__What you should do__:
Reproduce every line of the records below verbatim, omitting the pictures.

__Data listing__:

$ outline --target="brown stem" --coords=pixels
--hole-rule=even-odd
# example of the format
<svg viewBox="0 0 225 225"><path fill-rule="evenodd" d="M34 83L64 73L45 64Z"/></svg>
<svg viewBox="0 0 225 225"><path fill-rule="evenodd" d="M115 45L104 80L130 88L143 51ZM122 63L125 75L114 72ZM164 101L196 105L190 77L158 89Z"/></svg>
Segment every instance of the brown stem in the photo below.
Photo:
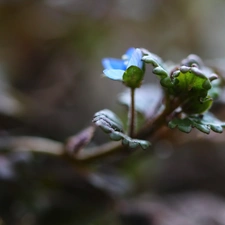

__Response__:
$ outline --target="brown stem" --coords=pixels
--hole-rule=even-odd
# example of the format
<svg viewBox="0 0 225 225"><path fill-rule="evenodd" d="M34 83L64 73L45 64Z"/></svg>
<svg viewBox="0 0 225 225"><path fill-rule="evenodd" d="M115 45L104 80L130 88L143 51ZM122 63L125 75L114 72ZM164 101L196 105L190 77L158 89Z"/></svg>
Segment every instance of the brown stem in the photo below.
Photo:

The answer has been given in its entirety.